## ASSIGNED TASK:
In the entries below, find the line containing "of the pale" and the line containing "of the shrub.". Copy those two lines and everything between them exactly, and only that.

## INFORMATION PROVIDED:
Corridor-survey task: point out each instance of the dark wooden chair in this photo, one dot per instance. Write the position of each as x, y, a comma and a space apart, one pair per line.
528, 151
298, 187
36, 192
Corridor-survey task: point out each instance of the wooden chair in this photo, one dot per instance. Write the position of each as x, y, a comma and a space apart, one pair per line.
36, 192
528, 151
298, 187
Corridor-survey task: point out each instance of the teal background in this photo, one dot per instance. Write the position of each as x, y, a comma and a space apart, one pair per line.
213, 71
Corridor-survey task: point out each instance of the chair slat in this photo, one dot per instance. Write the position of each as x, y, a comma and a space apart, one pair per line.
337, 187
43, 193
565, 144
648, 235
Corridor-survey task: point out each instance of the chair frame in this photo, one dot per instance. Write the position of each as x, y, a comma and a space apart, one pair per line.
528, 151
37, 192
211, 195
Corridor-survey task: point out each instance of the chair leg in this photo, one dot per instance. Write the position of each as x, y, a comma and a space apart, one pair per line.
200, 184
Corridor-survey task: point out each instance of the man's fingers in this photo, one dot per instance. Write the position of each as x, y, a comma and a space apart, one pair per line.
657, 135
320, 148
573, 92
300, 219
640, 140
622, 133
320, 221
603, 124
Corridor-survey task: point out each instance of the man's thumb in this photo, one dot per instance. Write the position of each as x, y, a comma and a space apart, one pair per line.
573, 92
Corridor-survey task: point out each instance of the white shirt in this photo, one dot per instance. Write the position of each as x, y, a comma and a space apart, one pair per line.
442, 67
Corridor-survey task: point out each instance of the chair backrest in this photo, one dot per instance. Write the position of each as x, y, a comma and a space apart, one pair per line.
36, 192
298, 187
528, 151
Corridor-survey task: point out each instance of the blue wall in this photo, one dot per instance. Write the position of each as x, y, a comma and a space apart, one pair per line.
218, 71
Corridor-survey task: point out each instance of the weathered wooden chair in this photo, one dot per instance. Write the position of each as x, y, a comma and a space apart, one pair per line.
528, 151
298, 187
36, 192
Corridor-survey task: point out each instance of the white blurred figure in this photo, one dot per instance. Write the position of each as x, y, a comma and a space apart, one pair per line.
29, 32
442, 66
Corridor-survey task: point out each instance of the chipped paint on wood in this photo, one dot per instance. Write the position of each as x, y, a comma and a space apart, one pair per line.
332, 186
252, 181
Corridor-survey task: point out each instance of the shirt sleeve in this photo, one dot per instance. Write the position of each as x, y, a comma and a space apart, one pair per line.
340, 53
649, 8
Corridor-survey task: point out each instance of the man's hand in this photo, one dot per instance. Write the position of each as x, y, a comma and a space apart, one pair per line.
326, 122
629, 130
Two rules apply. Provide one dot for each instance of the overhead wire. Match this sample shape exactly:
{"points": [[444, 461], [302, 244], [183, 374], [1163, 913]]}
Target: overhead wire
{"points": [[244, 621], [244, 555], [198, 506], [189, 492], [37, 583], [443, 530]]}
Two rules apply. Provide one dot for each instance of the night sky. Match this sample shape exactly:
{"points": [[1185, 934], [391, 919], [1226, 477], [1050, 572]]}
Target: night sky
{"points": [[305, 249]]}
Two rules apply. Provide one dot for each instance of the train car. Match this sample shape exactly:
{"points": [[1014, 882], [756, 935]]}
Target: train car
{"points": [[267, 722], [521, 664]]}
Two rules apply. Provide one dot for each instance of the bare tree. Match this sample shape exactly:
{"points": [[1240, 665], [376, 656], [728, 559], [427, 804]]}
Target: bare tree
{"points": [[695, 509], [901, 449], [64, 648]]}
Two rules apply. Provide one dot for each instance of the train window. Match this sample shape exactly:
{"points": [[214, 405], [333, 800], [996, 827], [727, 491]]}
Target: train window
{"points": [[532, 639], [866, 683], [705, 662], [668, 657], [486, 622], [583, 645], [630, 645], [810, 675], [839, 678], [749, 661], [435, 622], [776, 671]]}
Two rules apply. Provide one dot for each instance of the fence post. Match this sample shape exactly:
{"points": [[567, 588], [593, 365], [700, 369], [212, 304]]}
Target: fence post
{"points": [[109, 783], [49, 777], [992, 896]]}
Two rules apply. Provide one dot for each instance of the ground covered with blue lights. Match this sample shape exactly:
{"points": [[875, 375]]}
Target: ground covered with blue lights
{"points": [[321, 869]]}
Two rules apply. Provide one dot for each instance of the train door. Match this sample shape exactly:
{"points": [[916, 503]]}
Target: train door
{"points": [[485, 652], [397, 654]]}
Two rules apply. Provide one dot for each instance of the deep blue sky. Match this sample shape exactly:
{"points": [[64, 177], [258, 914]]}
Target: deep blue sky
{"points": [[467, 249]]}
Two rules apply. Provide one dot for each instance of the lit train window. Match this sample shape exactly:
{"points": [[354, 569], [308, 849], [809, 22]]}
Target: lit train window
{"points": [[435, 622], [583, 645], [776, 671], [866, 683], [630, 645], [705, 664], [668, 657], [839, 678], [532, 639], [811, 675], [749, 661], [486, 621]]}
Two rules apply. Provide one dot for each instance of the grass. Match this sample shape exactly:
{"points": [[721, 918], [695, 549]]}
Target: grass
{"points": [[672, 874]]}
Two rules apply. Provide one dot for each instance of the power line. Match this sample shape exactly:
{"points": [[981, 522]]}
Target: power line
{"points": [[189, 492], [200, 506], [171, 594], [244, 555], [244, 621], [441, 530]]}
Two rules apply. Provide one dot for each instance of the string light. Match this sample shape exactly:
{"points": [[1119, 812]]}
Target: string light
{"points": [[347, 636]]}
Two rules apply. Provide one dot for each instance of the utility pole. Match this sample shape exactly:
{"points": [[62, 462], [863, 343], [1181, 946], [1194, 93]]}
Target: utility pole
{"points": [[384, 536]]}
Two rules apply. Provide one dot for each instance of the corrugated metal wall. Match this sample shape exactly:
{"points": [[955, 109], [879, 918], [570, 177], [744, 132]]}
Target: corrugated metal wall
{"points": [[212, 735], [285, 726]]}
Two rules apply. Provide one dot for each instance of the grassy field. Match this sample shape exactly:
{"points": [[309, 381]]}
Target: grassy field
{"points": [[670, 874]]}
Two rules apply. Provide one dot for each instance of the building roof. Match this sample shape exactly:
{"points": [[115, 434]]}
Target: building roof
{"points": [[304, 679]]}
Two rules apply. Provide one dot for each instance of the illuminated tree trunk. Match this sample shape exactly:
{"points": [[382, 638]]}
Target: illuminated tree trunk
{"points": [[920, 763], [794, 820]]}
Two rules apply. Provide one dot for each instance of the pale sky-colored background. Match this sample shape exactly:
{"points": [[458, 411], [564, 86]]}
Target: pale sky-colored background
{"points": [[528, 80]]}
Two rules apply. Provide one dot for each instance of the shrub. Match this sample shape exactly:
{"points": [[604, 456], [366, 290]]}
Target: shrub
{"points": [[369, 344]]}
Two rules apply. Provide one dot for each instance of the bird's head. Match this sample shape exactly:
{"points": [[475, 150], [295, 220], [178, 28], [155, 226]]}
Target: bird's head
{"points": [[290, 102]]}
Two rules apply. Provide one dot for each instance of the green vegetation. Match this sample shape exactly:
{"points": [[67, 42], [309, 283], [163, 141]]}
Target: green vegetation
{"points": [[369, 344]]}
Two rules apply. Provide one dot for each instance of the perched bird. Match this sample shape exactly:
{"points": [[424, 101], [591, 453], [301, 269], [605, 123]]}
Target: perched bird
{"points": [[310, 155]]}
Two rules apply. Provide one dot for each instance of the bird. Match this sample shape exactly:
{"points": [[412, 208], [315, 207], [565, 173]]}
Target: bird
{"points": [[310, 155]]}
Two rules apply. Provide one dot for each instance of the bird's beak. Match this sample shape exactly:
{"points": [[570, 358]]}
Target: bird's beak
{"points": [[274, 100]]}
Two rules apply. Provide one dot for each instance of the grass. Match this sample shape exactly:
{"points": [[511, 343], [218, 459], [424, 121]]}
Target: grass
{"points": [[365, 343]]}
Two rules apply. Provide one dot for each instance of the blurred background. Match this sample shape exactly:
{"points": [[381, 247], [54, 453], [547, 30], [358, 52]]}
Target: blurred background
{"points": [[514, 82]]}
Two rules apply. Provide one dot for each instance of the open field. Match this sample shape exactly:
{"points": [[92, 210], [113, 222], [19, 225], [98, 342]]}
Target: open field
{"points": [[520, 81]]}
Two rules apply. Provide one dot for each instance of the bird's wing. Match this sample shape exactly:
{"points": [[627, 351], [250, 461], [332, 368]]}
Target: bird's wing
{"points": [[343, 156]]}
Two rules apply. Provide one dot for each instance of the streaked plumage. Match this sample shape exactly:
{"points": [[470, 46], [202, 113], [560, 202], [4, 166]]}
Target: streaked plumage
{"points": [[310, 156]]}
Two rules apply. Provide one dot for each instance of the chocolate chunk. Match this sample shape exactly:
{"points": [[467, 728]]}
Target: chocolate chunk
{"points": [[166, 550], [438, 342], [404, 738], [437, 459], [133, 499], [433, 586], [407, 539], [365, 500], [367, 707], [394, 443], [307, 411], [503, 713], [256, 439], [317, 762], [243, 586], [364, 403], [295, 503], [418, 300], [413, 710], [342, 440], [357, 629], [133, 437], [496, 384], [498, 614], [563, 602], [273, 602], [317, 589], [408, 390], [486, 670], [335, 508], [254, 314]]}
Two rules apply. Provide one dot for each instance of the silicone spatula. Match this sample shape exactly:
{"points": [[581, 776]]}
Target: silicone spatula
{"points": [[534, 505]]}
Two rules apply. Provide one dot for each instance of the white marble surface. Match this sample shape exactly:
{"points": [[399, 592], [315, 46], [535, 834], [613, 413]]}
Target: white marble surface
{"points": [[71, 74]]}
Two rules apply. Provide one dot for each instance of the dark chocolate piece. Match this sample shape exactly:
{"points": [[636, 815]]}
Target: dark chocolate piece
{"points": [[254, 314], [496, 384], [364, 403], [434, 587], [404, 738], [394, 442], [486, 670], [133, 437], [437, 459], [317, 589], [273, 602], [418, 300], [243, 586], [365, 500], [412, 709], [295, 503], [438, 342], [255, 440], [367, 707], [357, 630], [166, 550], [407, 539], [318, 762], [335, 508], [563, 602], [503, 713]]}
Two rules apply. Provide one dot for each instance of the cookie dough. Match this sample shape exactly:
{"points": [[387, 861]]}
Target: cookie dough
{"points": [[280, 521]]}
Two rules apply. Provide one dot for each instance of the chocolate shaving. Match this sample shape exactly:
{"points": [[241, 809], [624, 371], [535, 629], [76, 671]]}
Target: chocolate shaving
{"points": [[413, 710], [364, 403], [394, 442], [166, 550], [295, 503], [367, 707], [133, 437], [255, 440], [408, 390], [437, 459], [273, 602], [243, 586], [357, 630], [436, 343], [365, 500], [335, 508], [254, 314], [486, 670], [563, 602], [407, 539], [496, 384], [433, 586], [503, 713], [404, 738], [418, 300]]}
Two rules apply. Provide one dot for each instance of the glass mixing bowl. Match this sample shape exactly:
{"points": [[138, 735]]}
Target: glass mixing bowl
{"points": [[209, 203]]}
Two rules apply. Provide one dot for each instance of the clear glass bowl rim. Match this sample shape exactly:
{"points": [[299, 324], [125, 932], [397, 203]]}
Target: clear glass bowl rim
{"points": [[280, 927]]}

## REPLY TO THE EXERCISE:
Two rules apply. Provide one dot for each instance of the pale sky-colored background. Match this sample shape exactly:
{"points": [[458, 411], [564, 86]]}
Target: pale sky-colored background
{"points": [[528, 80]]}
Two rules apply. Provide one dot for each instance of the shrub. Match this sample shape exactly:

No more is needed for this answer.